**WHAT IS BEING ASKED:**
Leave out every line before the one that contains "Point to the beige". Please restate that line and the rest of the data word for word, through the end.
[Opening TASK MATERIAL section]
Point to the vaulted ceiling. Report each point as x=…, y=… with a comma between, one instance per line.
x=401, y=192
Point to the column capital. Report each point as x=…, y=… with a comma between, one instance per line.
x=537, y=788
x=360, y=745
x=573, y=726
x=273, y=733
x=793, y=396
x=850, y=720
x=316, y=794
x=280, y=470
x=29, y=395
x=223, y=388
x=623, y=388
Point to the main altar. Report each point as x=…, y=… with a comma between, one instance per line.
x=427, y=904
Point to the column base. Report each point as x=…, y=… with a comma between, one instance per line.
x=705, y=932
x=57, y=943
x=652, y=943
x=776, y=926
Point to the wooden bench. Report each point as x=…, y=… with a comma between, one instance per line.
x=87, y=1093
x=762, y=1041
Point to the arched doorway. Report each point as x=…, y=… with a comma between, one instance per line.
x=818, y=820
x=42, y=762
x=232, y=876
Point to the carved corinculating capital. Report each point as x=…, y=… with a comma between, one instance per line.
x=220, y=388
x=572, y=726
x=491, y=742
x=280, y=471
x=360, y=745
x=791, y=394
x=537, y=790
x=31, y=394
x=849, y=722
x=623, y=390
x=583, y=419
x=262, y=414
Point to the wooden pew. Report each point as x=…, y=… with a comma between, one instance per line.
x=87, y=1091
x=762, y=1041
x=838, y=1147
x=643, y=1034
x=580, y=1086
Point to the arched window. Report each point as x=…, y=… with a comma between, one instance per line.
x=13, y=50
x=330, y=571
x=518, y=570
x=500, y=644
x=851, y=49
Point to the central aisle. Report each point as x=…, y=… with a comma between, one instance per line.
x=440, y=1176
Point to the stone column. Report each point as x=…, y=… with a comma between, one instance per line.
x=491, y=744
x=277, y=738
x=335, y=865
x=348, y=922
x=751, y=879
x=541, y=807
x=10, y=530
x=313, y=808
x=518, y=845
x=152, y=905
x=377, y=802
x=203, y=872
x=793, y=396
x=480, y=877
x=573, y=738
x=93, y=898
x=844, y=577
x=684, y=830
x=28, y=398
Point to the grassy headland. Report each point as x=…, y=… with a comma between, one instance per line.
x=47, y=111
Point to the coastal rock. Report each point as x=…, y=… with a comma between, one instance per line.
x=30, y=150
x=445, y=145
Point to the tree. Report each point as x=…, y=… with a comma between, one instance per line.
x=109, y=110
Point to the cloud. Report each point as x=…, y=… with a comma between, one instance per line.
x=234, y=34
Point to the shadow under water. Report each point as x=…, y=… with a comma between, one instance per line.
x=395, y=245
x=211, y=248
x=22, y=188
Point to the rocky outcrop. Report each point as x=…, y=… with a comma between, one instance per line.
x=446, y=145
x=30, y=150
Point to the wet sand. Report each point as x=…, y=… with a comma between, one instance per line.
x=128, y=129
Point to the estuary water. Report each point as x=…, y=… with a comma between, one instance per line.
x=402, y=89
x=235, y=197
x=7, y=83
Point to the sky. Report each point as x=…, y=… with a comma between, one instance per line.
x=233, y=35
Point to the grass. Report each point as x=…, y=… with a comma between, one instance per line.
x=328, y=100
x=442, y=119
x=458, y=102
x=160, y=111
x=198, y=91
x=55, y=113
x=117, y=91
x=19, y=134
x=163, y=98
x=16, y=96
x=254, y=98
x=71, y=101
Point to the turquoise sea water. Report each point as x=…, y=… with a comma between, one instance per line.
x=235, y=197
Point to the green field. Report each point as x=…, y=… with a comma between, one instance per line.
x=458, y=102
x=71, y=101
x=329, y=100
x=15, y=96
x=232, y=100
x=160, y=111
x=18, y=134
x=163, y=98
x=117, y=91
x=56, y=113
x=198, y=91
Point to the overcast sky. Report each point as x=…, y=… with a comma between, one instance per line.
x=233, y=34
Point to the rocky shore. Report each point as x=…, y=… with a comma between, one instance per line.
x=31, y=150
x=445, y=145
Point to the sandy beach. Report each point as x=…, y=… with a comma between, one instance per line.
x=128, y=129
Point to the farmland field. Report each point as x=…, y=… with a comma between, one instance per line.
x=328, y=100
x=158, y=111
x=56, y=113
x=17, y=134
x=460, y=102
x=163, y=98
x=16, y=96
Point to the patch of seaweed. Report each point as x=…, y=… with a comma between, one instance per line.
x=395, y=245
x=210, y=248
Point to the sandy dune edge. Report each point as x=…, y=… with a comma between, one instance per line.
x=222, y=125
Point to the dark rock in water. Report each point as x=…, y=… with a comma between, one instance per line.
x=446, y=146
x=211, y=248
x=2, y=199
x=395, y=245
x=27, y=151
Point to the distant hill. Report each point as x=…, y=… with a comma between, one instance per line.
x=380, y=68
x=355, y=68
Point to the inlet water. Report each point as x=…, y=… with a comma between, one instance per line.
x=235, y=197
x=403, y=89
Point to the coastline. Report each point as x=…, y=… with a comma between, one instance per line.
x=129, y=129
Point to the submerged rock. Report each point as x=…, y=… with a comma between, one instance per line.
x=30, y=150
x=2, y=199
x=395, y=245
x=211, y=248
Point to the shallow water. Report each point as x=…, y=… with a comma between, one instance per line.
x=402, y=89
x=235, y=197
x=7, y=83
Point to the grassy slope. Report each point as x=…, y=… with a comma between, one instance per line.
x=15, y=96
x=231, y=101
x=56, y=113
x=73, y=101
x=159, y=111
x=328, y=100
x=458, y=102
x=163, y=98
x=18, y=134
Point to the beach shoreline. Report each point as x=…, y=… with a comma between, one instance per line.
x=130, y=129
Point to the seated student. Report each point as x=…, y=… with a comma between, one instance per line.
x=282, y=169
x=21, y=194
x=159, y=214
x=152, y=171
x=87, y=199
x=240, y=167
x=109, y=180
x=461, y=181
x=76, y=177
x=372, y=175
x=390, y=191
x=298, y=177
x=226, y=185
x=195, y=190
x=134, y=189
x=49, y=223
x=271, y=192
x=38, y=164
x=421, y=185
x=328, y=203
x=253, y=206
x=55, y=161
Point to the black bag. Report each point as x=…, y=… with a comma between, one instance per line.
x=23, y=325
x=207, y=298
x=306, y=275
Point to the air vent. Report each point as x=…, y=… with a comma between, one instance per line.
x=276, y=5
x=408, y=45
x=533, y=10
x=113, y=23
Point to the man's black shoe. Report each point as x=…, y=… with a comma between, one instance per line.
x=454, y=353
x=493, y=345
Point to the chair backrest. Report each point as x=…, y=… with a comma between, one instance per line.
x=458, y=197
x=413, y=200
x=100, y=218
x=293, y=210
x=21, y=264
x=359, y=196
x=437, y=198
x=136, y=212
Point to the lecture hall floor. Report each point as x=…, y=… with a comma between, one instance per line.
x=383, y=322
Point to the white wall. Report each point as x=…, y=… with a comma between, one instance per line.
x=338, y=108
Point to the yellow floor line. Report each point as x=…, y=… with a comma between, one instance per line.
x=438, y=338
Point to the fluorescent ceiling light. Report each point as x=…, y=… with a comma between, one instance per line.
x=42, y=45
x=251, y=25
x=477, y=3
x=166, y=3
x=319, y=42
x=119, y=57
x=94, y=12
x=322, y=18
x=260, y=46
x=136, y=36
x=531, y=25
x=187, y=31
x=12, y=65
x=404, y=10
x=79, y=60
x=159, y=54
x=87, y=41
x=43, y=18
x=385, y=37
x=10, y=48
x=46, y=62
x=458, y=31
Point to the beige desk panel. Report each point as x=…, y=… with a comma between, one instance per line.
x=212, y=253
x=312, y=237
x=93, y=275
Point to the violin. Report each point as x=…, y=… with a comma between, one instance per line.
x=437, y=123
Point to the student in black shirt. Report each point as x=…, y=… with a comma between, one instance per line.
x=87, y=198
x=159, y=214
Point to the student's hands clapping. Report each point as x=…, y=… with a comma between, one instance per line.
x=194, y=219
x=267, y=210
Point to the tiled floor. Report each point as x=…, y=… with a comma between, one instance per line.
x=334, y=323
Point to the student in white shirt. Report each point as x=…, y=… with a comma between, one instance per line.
[Closing TASK MATERIAL section]
**EXERCISE SOLUTION:**
Point to the beige desk panel. Report each point as x=…, y=… with a comma between, one instance per line.
x=212, y=253
x=312, y=237
x=93, y=275
Point to the violin. Report each point as x=…, y=… with a comma between, one instance per line.
x=437, y=123
Point to the student in black shirt. Report each point as x=…, y=… with a comma between, one instance per line.
x=87, y=198
x=159, y=214
Point to the student's hands clapping. Report each point as x=…, y=… with a comma between, one instance per line.
x=194, y=219
x=267, y=210
Point to the tiled floor. Report each point as x=…, y=… with a comma between, one instance per line.
x=334, y=323
Point to the student in white shirt. Report each point as x=…, y=… with a comma between, one instance per line.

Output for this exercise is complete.